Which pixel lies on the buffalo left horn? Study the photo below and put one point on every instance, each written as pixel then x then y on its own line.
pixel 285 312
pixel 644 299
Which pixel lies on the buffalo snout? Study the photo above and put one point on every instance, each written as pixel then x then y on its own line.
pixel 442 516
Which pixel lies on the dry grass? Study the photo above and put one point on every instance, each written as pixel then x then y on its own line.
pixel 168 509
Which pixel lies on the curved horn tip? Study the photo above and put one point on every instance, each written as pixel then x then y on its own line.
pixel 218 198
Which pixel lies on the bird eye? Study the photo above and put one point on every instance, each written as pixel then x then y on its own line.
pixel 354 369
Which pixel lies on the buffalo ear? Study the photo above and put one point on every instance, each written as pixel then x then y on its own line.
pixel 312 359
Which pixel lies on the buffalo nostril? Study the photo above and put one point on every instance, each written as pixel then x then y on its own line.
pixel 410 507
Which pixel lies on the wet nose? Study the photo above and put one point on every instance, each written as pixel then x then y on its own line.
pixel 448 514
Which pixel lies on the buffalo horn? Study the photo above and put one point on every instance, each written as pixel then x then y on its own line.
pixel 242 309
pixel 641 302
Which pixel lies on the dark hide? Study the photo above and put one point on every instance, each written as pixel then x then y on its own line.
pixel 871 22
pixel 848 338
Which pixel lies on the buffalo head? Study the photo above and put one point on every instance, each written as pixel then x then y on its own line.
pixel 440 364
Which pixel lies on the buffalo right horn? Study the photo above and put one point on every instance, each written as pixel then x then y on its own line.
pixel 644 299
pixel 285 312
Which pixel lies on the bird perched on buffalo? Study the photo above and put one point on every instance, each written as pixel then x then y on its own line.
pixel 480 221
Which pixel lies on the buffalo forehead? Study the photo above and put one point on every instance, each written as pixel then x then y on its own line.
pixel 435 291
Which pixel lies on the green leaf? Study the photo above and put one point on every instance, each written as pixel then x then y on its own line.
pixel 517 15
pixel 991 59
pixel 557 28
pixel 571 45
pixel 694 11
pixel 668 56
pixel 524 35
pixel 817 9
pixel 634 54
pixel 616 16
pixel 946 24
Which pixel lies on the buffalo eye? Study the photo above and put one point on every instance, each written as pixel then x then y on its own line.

▶ _WORK REQUIRED_
Would you reproduce all of the entries above, word for word and line for line, changing nothing?

▶ _RESULT_
Which pixel lies on the buffalo left horn? Study the photo below and put one point on every instance, each written as pixel then x then y on its own line.
pixel 285 312
pixel 644 299
Which pixel lies on the buffalo snout? Study the photo above and put one point on every instance, each written as pixel then x then y on its own line.
pixel 442 516
Which pixel lies on the dry grass? Study the photo above and put one point on every instance, each written as pixel then x then y on its own line.
pixel 168 509
Which pixel lies on the curved horn tip? Study the photo above and put one point on every instance, each written as pixel then x then y on its own line.
pixel 218 198
Which pixel lies on the bird eye? Study the photo above and put one point on every instance, each written as pixel then x then y on its own line.
pixel 354 369
Which pixel lies on the buffalo ear? Study the photo above and put one point on every instance, each written as pixel then x then y on its own line.
pixel 312 359
Which pixel lies on the buffalo nostril? Study the photo above and put one point on every instance, each written as pixel then x then y on its own line.
pixel 410 507
Which pixel lies on the wet nose? Study the photo above and put one point on every instance, each written as pixel then x then y on its own line.
pixel 448 514
Which pixel lies on the buffalo horn? Study the photo above and put one point on every instance, each written as pixel then x then y on its own line.
pixel 242 309
pixel 641 302
Which pixel lies on the dark hide? Study the photo above and put one point on every instance, each written as pixel then x then y on its own line.
pixel 871 22
pixel 848 338
Which pixel lies on the buffalo head? Study the photo above and put one point on every instance, each written as pixel then x then y on its own line.
pixel 440 364
Which pixel lies on the buffalo right horn? Study the photo above and put one point on every instance, each written as pixel then x then y on its own line.
pixel 644 299
pixel 285 312
Which pixel lies on the bird perched on buffalo? Study the photo above and put one point on every instance, each written as pixel then x then y on its own line.
pixel 480 221
Which pixel lies on the buffalo forehead? Study the photo above and put one point on every instance, each written as pixel then x then y on its own line.
pixel 435 291
Which pixel lies on the green leaf? Study the photo above and put one point on every instance, each written as pixel then x then y on its own line.
pixel 517 15
pixel 991 59
pixel 557 28
pixel 571 45
pixel 694 11
pixel 668 56
pixel 524 35
pixel 817 9
pixel 634 54
pixel 616 16
pixel 946 24
Which pixel lies on the buffalo eye? Study the photo above and put one point on every instance, each written as pixel then x then y on its own line.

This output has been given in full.